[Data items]
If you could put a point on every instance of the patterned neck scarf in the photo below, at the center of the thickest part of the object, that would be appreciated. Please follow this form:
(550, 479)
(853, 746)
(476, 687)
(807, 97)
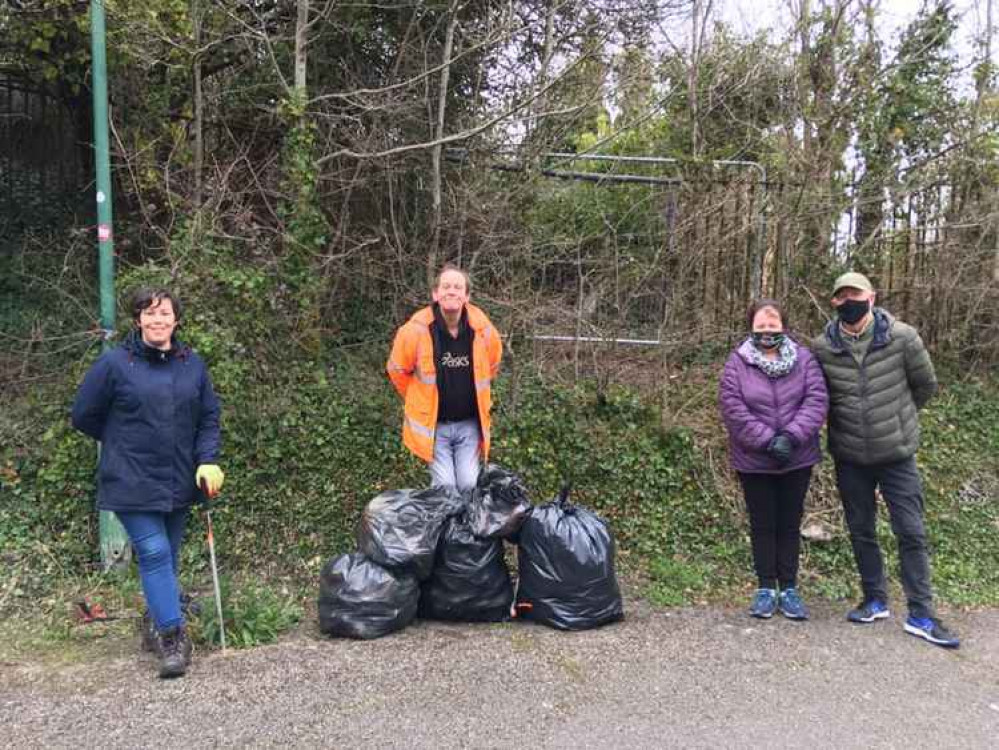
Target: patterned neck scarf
(787, 354)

▶ [REQUEST]
Output every line of the data items above verbatim, in their original order, and leave out the pictures.

▶ [WRITTEN ANSWER]
If you could put a point on every instance of the patterned neck scarf in the photo below, at the center of the thickest part of the object, that would be appreciated. Please follow this form:
(550, 479)
(853, 746)
(476, 687)
(807, 97)
Target: patterned neck scarf
(787, 354)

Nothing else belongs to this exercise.